Article:
────────────────────
# Exploration

For web scraping, I am using BeautifulSoup. I'll be keeping the data in a pandas dataframe.

My first task at hand is to decipher how DrugBank stores information. To do this, I'll bring in the html with beautiful soup and run through the html tree to see where I can isolate information for drug targets.

In [1]:
import requests
from bs4 import BeautifulSoup
import pandas as pd
import numpy as np

Originally used html.parser for BeautifulSoup, ran into an issue with find_all function

In [2]:
#I will start out by testing 'DB00619'
drug = 'DB00619'

url = 'http://www.drugbank.ca'
page = requests.get(url+'/drugs/'+drug)

soup = BeautifulSoup(page.content, 'lxml')

I want to extract the drug name and accession number from a reliable source, the metadata is a likely candidate.

In [3]:
drug_name = soup.find('meta', {'name':'dc.title'})['content']
accession_number = soup.find('meta', {'name':'dc.identifier'})['content']

In [4]:
#print(soup.prettify())
────────────────────
Records of labeled points:
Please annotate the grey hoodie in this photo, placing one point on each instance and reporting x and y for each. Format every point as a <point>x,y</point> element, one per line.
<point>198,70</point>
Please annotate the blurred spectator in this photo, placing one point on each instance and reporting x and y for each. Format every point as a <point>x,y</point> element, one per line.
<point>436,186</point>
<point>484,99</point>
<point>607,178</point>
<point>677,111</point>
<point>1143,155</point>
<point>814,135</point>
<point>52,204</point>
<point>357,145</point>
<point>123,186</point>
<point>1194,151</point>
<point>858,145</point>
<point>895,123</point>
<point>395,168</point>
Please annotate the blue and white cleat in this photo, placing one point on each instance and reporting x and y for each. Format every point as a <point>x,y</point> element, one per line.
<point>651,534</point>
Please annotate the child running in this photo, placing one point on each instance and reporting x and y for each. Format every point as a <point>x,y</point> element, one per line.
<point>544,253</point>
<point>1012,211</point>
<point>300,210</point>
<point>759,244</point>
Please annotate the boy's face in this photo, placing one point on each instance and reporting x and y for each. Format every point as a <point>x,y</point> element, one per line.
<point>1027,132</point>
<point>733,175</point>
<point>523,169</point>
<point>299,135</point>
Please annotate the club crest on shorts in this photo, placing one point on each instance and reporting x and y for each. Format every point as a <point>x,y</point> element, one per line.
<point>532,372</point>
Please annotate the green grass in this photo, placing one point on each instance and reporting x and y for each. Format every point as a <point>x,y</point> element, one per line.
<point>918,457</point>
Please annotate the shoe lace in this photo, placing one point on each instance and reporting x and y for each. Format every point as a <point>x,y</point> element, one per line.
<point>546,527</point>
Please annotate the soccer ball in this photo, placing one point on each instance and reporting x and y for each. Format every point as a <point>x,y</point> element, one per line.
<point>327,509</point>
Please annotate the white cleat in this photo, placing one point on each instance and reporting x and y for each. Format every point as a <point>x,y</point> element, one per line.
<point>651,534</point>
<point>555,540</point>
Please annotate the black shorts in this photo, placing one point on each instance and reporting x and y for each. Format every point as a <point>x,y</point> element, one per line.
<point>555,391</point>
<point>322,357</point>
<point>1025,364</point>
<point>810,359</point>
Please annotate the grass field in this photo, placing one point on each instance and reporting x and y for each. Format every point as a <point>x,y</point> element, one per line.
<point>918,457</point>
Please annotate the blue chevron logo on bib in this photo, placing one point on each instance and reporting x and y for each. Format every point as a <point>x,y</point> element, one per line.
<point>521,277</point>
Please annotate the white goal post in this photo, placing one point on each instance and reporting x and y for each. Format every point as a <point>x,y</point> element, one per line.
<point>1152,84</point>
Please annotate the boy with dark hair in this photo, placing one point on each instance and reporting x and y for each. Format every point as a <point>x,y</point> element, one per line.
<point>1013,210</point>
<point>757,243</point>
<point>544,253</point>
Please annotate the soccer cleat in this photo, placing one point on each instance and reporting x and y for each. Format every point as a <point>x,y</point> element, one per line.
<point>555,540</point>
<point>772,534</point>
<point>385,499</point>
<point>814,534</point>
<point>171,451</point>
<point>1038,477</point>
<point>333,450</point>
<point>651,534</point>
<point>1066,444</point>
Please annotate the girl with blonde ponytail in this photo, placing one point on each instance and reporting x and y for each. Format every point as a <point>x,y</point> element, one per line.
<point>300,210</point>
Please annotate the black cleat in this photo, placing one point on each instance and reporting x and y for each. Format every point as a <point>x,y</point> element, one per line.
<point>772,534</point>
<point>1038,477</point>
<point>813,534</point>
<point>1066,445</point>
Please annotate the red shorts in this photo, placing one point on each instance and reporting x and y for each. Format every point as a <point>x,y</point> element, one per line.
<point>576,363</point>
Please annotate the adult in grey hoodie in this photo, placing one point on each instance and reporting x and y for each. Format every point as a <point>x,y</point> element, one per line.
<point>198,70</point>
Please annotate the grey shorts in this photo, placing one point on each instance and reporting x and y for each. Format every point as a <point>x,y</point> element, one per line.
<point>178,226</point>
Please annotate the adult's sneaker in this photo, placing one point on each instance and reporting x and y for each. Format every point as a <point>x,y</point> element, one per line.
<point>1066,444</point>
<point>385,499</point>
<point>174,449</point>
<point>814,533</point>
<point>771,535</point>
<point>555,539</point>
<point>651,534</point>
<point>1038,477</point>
────────────────────
Exercise instructions: Answer yes or no to whether each statement agrees with the scraping walkthrough, quoting the deciding words from it. 1. The scraped data is to be kept in a pandas dataframe. 2. The author used html.parser for BeautifulSoup the whole time. 3. The first drug tested is 'DB00619'. The listing is separate material and is not part of the scraping walkthrough.

Full solution:
1. Yes: "I'll be keeping the data in a pandas dataframe."
2. No: "Originally used html.parser for BeautifulSoup, ran into an issue with find_all function"
3. Yes: "I will start out by testing 'DB00619'"